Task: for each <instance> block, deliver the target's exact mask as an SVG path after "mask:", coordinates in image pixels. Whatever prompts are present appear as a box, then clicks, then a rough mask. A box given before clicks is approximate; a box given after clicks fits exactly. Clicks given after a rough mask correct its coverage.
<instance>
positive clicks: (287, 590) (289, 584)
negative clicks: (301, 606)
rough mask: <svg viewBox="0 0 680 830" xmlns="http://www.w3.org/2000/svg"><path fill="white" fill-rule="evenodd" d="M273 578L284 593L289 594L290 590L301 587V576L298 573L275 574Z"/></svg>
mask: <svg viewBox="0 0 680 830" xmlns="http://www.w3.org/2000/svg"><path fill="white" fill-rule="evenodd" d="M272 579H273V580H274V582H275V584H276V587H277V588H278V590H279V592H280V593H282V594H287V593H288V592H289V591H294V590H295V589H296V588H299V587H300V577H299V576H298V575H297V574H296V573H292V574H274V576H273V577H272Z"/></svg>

----------------------------------------

_ASSIGNMENT_
Write out only the final block of lines, starting at the line with "rough mask: <svg" and running to the end of the material.

_YOUR SOLUTION_
rough mask: <svg viewBox="0 0 680 830" xmlns="http://www.w3.org/2000/svg"><path fill="white" fill-rule="evenodd" d="M273 578L284 593L289 594L290 590L301 587V576L298 573L275 574Z"/></svg>
mask: <svg viewBox="0 0 680 830" xmlns="http://www.w3.org/2000/svg"><path fill="white" fill-rule="evenodd" d="M272 579H273V580H274V582H275V584H276V587H277V588H278V590H279V592H280V593H282V594H287V593H288V592H289V591H294V590H295V589H296V588H299V587H300V577H299V576H298V575H297V574H296V573H292V574H274V576H273V577H272Z"/></svg>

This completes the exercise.